| TEKSTFRAGMENT |
2.1 De (toenmalige) deken heeft per email van 12 juli 2021 aan verweerder verzocht om de kengetallen over het boekjaar 2020 (en de vergelijkende cijfers over het boekjaar 2019) van zijn (eenmans-)kantoor op uiterlijk 31 augustus 2021 in te dienen. De deken heeft zijn verzoek per e-mails van 30 november 2021 en 7 januari 2022 herhaald.  De deken heeft op 10 en 28 januari 2022 de voice mail van verweerder ingesproken met het verzoek uiterlijk 1 februari 2022 te berichten wanneer de kengetallen aangeleverd zouden worden. Verweerder heeft niet gereageerd.

2.2 Per email van 14 februari 2022 is aan verweerder een dekenbezwaar aangezegd, indien de verzochte  kengetallen op 18 februari 2022 door verweerder niet zouden zijn aangeleverd. Verweerder heeft de door de deken verzochte kengetallen niet aangeleverd.

2.3 De stafjurist van het buro van de orde van advocaten in het arrondissement Zeeland-West-Brabant heeft op 8 maart 2022 een concept dekenbezwaar aan verweerder toegezonden en verweerder in de gelegenheid gesteld om tot uiterlijk 15 maart 2022 hierop te reageren. De stafjurist heeft verweerder er tevens op attent gemaakt dat de CCV-opgave over het jaar 2021 nog niet was ontvangen en hem erop gewezen dat de termijn op 10 maart 2022 verliep. Verweerder heeft niet gereageerd. De deken heeft op 21 maart 2022 een bezwaar over verweerder bij de raad ingediend.

3 BEZWAAR

3.1 Het bezwaar houdt, zakelijk weergegeven, in dat verweerder tuchtrechtelijk verwijtbaar heeft gehandeld als bedoeld in artikel 46 Advocatenwet. De deken verwijt verweerder het volgende:

verweerder heeft nagelaten om, ondanks herhaalde verzoeken, de kengetallen over het boekjaar 2020 en de vergelijkende cijfers over het boekjaar 2019 aan te leveren. Verweerder heeft hierdoor gehandeld in strijd met gedragsregel 29.

| OPDRACHTEN |
1. Kopieer uit het tekstfragment woordelijk de passage vanaf "2.1 De (toenmalige)" tot en met "worden. Verweerder heeft niet gereageerd.".
2. Noem in volgorde van voorkomen alle data in maart 2022 die in het tekstfragment staan.
3. Beantwoord aan de hand van het tekstfragment de volgende vragen.
(a) Uiterlijk op welke datum moest verweerder volgens de e-mail van 12 juli 2021 de kengetallen indienen?
(b) In welk arrondissement valt de orde van advocaten waarvan de stafjurist werkt op het buro?
(c) In strijd met welke gedragsregel heeft verweerder volgens het bezwaar gehandeld?

| ONBEWERKTE RECORDS |
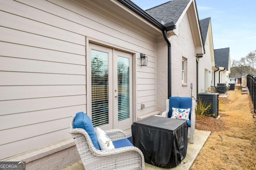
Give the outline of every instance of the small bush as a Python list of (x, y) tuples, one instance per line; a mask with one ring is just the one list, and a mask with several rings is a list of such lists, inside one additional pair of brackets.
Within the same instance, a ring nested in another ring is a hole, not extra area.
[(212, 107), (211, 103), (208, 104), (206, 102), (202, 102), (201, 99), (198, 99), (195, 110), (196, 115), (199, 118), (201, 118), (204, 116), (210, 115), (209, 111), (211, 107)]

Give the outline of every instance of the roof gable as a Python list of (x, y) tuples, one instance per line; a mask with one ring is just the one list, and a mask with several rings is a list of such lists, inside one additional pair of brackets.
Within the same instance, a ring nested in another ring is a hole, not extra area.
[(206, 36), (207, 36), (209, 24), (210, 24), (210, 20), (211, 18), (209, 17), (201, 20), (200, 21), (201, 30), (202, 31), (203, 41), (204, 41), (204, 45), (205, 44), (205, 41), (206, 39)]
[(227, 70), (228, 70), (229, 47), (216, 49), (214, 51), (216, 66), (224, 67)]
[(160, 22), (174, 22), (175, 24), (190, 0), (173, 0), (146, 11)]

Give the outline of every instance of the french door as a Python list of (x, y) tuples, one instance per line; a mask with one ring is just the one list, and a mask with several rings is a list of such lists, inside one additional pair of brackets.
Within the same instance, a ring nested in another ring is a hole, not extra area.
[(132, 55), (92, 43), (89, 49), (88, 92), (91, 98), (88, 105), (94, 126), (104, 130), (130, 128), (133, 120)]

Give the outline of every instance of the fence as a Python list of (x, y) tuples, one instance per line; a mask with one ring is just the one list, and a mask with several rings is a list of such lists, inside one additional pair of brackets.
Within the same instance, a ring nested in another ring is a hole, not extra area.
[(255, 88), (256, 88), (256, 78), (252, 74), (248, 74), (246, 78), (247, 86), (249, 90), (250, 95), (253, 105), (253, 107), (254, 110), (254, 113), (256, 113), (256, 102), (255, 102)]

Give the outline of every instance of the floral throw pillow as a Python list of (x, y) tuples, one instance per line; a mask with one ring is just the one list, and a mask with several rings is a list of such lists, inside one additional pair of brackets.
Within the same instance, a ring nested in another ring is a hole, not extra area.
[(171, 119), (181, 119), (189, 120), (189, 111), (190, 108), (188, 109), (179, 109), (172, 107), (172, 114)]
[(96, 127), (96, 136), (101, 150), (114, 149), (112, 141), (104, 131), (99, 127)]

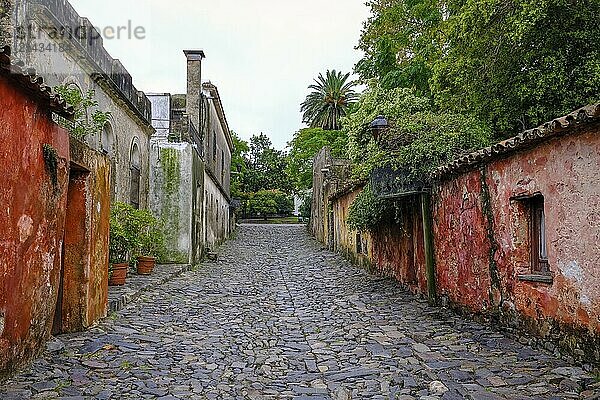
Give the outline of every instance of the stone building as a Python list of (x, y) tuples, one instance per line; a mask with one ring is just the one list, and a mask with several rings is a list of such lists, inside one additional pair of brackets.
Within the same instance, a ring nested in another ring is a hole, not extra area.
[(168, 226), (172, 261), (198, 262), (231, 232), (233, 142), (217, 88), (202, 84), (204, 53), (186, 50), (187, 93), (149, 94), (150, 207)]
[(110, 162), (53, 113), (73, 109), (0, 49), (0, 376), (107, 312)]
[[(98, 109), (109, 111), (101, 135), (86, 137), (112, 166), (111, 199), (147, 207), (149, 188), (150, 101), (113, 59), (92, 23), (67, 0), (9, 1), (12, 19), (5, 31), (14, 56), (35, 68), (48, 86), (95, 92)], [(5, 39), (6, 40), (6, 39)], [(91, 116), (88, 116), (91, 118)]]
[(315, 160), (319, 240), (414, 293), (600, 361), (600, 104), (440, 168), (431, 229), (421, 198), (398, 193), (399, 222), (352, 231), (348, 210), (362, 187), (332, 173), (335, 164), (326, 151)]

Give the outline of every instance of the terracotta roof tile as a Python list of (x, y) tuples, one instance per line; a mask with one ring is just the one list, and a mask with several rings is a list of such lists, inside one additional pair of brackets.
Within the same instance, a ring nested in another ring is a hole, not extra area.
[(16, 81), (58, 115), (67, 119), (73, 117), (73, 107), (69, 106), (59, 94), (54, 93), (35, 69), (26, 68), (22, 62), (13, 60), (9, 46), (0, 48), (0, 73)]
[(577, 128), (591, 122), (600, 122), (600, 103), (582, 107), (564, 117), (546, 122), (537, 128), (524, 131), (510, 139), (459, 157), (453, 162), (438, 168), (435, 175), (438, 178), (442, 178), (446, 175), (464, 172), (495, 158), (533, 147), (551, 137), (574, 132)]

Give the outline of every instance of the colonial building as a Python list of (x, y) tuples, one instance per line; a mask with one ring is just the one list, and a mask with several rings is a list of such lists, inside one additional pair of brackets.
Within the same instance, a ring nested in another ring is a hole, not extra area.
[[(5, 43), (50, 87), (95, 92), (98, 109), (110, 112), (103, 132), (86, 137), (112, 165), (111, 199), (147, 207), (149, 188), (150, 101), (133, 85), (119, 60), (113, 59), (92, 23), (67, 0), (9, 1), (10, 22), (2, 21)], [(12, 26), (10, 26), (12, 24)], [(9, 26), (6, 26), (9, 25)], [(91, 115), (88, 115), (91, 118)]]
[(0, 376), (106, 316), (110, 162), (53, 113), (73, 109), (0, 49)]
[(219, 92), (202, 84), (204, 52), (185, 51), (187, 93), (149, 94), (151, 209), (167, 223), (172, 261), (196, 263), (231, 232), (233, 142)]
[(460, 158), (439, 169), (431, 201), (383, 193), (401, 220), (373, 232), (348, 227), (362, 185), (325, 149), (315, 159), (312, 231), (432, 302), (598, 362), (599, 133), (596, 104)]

| UITGEWERKTE OPDRACHTEN |
1.
2.1 De (toenmalige) deken heeft per email van 12 juli 2021 aan verweerder verzocht om de kengetallen over het boekjaar 2020 (en de vergelijkende cijfers over het boekjaar 2019) van zijn (eenmans-)kantoor op uiterlijk 31 augustus 2021 in te dienen. De deken heeft zijn verzoek per e-mails van 30 november 2021 en 7 januari 2022 herhaald.  De deken heeft op 10 en 28 januari 2022 de voice mail van verweerder ingesproken met het verzoek uiterlijk 1 februari 2022 te berichten wanneer de kengetallen aangeleverd zouden worden. Verweerder heeft niet gereageerd.

2.
8 maart 2022
15 maart 2022
10 maart 2022
21 maart 2022

3.
(a) 31 augustus 2021
(b) Zeeland-West-Brabant
(c) Gedragsregel 29